=== GIVEN EXERCISE 1 ===
Convert the following lines of the records into a numbered list, leaving out blank lines. Begin at the line that contains "Step 1: scan the image for serrated" and continue through the last line of the records, including both of these lines.

---- DOCUMENT TEXT

Re: [RFC] cpuset: add interface to isolated cpus

From: Dinakar Guniguntala
Date: Fri Oct 20 2006 - 17:04:40 EST


On Thu, Oct 19, 2006 at 02:26:07AM -0700, Paul Jackson wrote:
> From: Paul Jackson <pj@xxxxxxx>
>
> Enable user code to isolate CPUs on a system from the domains that
> determine scheduler load balancing.
>
> This is already doable using the boot parameter "isolcpus=". The folks
> running realtime code on production systems, where some nodes are
> isolated for realtime, and some not, and where it is unacceptable
> to reboot to adjust this, need to be able to change which CPUs are
> isolated from the scheduler balancing code on the fly.
>
> This is done by exposing the kernels cpu_isolated_map as a cpumask
> in the root cpuset directory, in a file called 'isolated_cpus',
> where it can be read and written by sufficiently privileged user code.

--------
---- ENTRIES

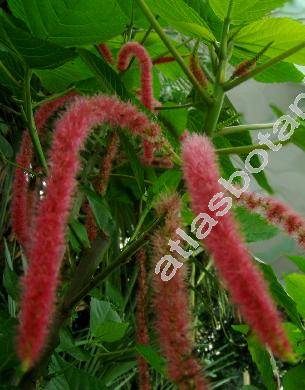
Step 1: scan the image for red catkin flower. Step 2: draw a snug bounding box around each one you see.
[153,57,176,65]
[18,96,164,367]
[235,192,305,249]
[98,43,114,64]
[190,54,208,87]
[118,42,154,111]
[11,93,75,251]
[99,132,119,194]
[152,195,207,390]
[136,249,151,390]
[183,135,291,358]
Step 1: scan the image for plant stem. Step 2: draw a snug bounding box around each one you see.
[137,0,213,105]
[0,61,20,87]
[223,41,305,91]
[216,141,290,155]
[217,123,274,135]
[23,69,48,173]
[205,0,233,134]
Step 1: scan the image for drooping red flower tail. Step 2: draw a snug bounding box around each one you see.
[153,57,176,65]
[99,131,118,194]
[118,42,154,111]
[11,93,75,251]
[234,192,305,249]
[183,135,291,358]
[98,43,114,64]
[136,249,151,390]
[152,195,207,389]
[190,54,208,87]
[18,96,164,366]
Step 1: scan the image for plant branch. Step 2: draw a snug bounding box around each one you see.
[205,0,233,134]
[23,69,48,173]
[216,141,290,155]
[217,123,274,135]
[223,41,305,91]
[137,0,213,105]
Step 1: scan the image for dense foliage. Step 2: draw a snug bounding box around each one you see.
[0,0,305,390]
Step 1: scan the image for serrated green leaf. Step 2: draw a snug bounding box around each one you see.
[235,18,305,65]
[22,0,128,46]
[0,12,75,69]
[256,258,303,329]
[79,49,130,100]
[235,207,279,242]
[209,0,286,24]
[288,256,305,273]
[147,0,215,41]
[283,363,305,390]
[284,274,305,318]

--------

=== GIVEN EXERCISE 2 ===
From the thread on isolating CPUs in cpusets, list every identifier that contains an underscore or an equals sign.

=== TASK ANSWER 1 ===
1. Step 1: scan the image for serrated green leaf. Step 2: draw a snug bounding box around each one you see.
2. [235,18,305,65]
3. [22,0,128,46]
4. [0,12,75,69]
5. [256,258,303,329]
6. [79,49,130,100]
7. [235,207,279,242]
8. [209,0,286,24]
9. [288,256,305,273]
10. [147,0,215,41]
11. [283,363,305,390]
12. [284,274,305,318]

=== TASK ANSWER 2 ===
1. isolcpus=
2. cpu_isolated_map
3. isolated_cpus